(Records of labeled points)
Start

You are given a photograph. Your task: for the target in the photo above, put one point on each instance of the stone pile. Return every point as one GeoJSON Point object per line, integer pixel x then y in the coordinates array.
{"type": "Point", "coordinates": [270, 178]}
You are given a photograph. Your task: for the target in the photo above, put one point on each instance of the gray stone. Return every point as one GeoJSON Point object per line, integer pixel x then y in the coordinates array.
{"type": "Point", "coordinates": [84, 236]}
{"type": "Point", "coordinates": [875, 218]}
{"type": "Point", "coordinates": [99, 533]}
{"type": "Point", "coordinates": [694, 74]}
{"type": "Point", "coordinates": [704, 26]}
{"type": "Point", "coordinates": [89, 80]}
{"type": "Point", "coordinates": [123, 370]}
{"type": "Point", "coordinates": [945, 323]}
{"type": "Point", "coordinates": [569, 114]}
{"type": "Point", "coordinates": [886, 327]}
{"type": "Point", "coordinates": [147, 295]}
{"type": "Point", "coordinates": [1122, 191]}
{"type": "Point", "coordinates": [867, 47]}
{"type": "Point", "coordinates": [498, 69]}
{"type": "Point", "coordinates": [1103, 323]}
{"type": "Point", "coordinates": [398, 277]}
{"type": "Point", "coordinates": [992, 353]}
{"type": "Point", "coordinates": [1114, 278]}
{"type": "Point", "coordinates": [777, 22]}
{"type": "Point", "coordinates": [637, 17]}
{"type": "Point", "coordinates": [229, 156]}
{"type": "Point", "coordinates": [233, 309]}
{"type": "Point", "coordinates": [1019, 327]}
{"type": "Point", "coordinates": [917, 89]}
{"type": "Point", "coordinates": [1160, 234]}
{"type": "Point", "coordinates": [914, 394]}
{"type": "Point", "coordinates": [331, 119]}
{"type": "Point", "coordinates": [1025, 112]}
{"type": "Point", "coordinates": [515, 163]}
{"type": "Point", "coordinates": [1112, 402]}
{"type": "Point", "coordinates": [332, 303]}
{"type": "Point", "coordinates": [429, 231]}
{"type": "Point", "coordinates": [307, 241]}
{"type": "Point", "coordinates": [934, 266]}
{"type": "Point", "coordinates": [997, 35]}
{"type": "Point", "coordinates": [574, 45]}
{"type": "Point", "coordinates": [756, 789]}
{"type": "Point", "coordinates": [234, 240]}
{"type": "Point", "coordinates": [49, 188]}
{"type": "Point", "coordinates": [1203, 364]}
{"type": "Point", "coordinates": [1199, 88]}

End
Start

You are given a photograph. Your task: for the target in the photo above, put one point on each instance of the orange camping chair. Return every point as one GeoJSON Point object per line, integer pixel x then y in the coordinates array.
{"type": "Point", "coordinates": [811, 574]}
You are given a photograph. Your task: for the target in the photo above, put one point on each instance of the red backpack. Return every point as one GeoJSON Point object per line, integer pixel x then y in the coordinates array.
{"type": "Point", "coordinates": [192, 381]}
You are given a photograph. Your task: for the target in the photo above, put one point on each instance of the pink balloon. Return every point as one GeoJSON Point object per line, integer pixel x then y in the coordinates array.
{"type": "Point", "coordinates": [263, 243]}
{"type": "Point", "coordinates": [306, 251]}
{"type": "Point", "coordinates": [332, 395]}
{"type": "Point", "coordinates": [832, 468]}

End

_Task_: From the listing above, extract each line that contains the word "backpack", matching case exactly.

_Expected output_:
You are given a photograph. Your task: for the target in the photo above, put one point on each instance of the red backpack. Return every point as one GeoJSON Point object per line, integer pixel x then y in the coordinates array.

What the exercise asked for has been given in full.